(Saved data entries)
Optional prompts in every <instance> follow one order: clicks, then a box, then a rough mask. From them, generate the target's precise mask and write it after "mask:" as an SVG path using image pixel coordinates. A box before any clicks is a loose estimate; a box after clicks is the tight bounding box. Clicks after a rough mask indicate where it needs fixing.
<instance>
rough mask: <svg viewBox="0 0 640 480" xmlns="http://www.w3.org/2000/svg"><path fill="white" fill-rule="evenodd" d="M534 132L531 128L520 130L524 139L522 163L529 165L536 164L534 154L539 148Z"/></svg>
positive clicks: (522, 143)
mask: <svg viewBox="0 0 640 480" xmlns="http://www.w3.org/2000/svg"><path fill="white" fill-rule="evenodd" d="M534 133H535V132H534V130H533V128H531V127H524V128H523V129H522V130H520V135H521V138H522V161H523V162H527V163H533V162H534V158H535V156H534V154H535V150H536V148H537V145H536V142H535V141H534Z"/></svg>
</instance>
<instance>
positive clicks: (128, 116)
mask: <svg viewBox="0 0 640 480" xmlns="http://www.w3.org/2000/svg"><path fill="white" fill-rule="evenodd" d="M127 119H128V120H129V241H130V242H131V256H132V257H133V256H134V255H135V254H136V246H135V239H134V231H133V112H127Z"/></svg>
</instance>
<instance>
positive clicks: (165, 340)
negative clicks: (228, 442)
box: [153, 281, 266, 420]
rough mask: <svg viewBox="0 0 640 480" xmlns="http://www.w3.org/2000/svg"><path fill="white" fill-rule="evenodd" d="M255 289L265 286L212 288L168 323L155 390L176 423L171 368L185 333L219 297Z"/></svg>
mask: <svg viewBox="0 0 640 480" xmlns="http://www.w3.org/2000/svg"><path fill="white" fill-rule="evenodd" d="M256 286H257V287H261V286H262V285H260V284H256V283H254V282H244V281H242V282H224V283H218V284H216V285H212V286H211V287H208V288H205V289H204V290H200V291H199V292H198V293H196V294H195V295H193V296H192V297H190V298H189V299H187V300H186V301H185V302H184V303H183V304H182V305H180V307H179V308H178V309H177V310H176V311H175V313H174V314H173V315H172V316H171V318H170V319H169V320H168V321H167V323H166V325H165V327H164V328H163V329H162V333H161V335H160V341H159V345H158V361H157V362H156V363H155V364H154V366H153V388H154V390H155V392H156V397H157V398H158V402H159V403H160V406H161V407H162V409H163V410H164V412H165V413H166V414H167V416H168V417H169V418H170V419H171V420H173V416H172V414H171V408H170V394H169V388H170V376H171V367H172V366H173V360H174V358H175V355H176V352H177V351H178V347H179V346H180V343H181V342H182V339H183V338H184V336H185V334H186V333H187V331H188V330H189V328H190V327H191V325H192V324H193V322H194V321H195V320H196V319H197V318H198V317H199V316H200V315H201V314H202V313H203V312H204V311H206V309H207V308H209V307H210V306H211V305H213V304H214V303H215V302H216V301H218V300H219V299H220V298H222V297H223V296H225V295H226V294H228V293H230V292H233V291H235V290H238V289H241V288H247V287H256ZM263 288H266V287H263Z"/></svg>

> _Problem details_
Each line of the data should be transcribed exactly.

> _Answer space_
Optional prompts in every <instance> follow one order: clicks, then a box, then a rough mask. From them, generate the target's precise mask and write it after "mask:" as an SVG path using image pixel coordinates. A box before any clicks is a loose estimate; a box after clicks is the tight bounding box. Clicks after a rough mask indicate where it needs fixing.
<instance>
rough mask: <svg viewBox="0 0 640 480" xmlns="http://www.w3.org/2000/svg"><path fill="white" fill-rule="evenodd" d="M534 132L531 128L520 130L524 139L522 163L529 165L536 164L534 154L539 148Z"/></svg>
positive clicks: (522, 143)
mask: <svg viewBox="0 0 640 480" xmlns="http://www.w3.org/2000/svg"><path fill="white" fill-rule="evenodd" d="M534 133H535V132H534V130H533V128H531V127H524V128H523V129H522V130H520V135H521V138H522V161H523V162H527V163H533V162H534V158H535V156H534V154H535V150H536V148H537V145H536V142H535V141H534Z"/></svg>
</instance>
<instance>
positive clicks: (128, 116)
mask: <svg viewBox="0 0 640 480" xmlns="http://www.w3.org/2000/svg"><path fill="white" fill-rule="evenodd" d="M127 119H128V120H129V241H130V242H131V256H132V257H133V256H134V255H135V254H136V246H135V239H134V231H133V112H127Z"/></svg>
</instance>
<instance>
positive clicks: (165, 340)
negative clicks: (228, 442)
box: [153, 281, 266, 420]
rough mask: <svg viewBox="0 0 640 480" xmlns="http://www.w3.org/2000/svg"><path fill="white" fill-rule="evenodd" d="M255 289L265 286L212 288L168 323L155 390L176 423L171 368L185 333L219 297Z"/></svg>
mask: <svg viewBox="0 0 640 480" xmlns="http://www.w3.org/2000/svg"><path fill="white" fill-rule="evenodd" d="M256 286H257V287H261V286H262V285H260V284H256V283H254V282H244V281H242V282H224V283H218V284H216V285H212V286H211V287H208V288H205V289H204V290H200V291H199V292H198V293H196V294H195V295H193V296H192V297H190V298H189V299H187V300H186V301H185V302H184V303H183V304H182V305H180V307H179V308H178V309H177V310H176V311H175V313H174V314H173V315H172V316H171V318H170V319H169V320H168V321H167V323H166V325H165V327H164V328H163V329H162V333H161V335H160V341H159V345H158V361H157V362H156V363H155V364H154V366H153V388H154V390H155V392H156V397H157V398H158V402H159V403H160V406H161V407H162V409H163V410H164V412H165V413H166V414H167V416H168V417H169V418H170V419H171V420H173V416H172V414H171V408H170V394H169V388H170V376H171V367H172V366H173V360H174V358H175V355H176V352H177V351H178V347H179V346H180V343H181V342H182V339H183V338H184V336H185V334H186V333H187V331H188V330H189V328H190V327H191V325H192V324H193V322H194V321H195V320H196V319H197V318H198V317H199V316H200V315H201V314H202V313H203V312H204V311H206V309H207V308H209V307H210V306H211V305H213V304H214V303H215V302H216V301H218V300H219V299H220V298H222V297H223V296H225V295H226V294H228V293H230V292H233V291H235V290H238V289H241V288H247V287H256ZM263 288H266V287H263Z"/></svg>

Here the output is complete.